Text excerpt:
25+ Claude Code prompts for marketing — competitor research, ad analysis, SEO audits, report generation, and creative batch ops. Copy-paste with setup notes and expected outputs.

Claude Code prompt library organized in terminal folders showing research SEO ad-ops and reporting categories for marketing workflows

Most LLM prompts assume you're typing into a chat box. Claude Code prompts are different — they assume file access, shell execution, and the ability to install dependencies. That changes what's possible by an order of magnitude.

A prompt in Claude Code isn't just a text instruction. It can read your ad account export, run a Python script, hit an API, parse hundreds of URLs, and write structured output to a file — all in sequence, with context persisting across steps. Marketers who've been using the Claude.ai web interface are often surprised when they first see what the Code environment can do.

This is a curated library of Claude Code prompts organized by marketing workflow. Each prompt includes setup context and a note on what to expect from the output.

TL;DR: Claude Code prompts for marketing go beyond chat — they read files, run scripts, and call APIs. This library covers 25+ copy-paste prompts across competitor research, ad data analysis, SEO audits, report generation, creative batch operations, and data pulls, with setup notes for each.

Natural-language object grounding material
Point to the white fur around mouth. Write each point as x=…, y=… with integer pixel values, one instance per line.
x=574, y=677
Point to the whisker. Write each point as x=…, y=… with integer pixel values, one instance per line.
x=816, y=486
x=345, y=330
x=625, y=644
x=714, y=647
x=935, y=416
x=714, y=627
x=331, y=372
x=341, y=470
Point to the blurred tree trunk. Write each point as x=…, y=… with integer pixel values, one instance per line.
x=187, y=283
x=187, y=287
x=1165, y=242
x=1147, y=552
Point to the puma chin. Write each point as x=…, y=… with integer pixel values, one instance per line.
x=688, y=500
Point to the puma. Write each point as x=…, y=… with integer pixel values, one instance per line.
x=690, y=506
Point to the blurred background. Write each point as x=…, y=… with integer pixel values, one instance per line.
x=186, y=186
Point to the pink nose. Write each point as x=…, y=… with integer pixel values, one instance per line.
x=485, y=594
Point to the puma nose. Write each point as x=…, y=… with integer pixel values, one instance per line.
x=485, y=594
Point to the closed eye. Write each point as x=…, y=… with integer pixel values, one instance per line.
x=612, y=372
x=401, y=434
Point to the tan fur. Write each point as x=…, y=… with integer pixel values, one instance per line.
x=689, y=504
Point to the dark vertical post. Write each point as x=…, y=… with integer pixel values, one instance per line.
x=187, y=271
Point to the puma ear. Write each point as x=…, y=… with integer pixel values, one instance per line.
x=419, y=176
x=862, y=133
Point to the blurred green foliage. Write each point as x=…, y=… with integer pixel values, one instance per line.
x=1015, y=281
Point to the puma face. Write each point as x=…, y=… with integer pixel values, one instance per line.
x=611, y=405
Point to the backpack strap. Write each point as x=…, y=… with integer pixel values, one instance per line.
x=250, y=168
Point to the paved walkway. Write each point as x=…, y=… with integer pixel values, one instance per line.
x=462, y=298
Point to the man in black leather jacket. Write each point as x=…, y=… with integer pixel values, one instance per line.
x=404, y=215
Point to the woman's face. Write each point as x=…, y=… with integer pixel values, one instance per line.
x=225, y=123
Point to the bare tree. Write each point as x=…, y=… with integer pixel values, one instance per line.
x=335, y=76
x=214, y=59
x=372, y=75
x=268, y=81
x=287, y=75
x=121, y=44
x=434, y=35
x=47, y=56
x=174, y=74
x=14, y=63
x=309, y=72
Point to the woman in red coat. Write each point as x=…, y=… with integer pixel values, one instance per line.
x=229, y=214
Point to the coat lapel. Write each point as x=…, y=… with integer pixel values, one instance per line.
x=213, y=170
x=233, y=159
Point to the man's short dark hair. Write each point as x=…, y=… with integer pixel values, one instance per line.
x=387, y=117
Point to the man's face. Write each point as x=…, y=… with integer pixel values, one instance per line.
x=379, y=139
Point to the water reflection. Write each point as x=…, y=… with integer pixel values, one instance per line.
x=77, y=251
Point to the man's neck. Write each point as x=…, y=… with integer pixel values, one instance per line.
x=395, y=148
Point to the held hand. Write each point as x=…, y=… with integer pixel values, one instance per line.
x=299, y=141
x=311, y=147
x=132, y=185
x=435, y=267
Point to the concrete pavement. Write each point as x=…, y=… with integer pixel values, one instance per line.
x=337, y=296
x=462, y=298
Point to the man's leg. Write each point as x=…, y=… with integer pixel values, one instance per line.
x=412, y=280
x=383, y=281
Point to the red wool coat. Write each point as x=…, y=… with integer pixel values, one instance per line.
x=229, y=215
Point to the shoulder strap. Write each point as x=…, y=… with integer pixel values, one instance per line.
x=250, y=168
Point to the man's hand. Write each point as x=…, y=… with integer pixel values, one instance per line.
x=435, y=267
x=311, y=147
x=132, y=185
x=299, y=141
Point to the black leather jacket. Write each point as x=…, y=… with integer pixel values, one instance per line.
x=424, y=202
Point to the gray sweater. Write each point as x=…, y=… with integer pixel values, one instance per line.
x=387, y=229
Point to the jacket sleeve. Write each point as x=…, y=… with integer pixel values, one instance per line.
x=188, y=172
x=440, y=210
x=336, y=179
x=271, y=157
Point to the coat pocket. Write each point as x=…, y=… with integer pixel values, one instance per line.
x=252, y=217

Prompt 1: Summarize the text on Claude Code prompts for marketing in two sentences.
Prompt 2: Carry the text on Claude Code prompts for marketing forward from where it stops.

Written answer 1: Unlike ordinary LLM prompts written for a chat box, Claude Code prompts can rely on file access, shell execution, and installing dependencies, so they can read exports, run scripts, call APIs, and write structured output to files in sequence. The text presents a curated library of more than 25 copy-paste prompts organized by marketing workflow, including competitor research, ad data analysis, SEO audits, report generation, creative batch operations, and data pulls, each with setup notes and a note on expected output.

Written answer 2:
Why Claude Code prompts work differently from chat prompts

When you run a prompt in Claude Code, you're working inside a terminal agent that can interact with your file system and execute code. The difference from Claude.ai or any other chat interface is structural.

A chat prompt has to be self-contained. You paste data in, get text back, copy it out. Claude Code prompts can reference files by path, pipe data between steps, install libraries mid-session, and persist context across an entire workflow. That means you don't have to manually move data between tools — Claude moves it.

This also changes how you write prompts. Good Claude Code prompts specify:

  • Where the input data lives (file path, API endpoint, folder structure)
  • What transformation needs to happen
  • Where output should go and in what format
  • Any constraints or dependencies that need to be installed

For a deeper orientation to the environment itself, see Claude Code, Agentic Workflows, and the Future of Vibe Marketing.

Competitor research prompts

These prompts assume you've pulled competitor ad data — either via AdLibrary's API access, a manual CSV export, or scraped URLs. Claude Code reads the data and does the analysis.

Prompt 1 — Extract creative patterns from competitor ad copy

Read all .txt files in ./competitor-ads/ (each file is one competitor's ad copy, filename = brand name).
For each competitor:
1. Count unique hooks (first sentence of each ad)
2. Identify the 3 most-used emotional triggers (fear, aspiration, social proof, urgency, curiosity)
3. Note any recurring offer structures (% off, free trial, money-back)
4. Flag any seasonal or event-based creative angles

Output: markdown table with one row per competitor. Save to ./analysis/competitor-creative-patterns.md

Expected output: A structured table with pattern frequencies across brands. Useful for spotting whitespace in positioning — angles competitors aren't using.

Prompt 2 — Competitor landing page audit batch

I have a list of competitor landing page URLs in ./urls.txt (one per line).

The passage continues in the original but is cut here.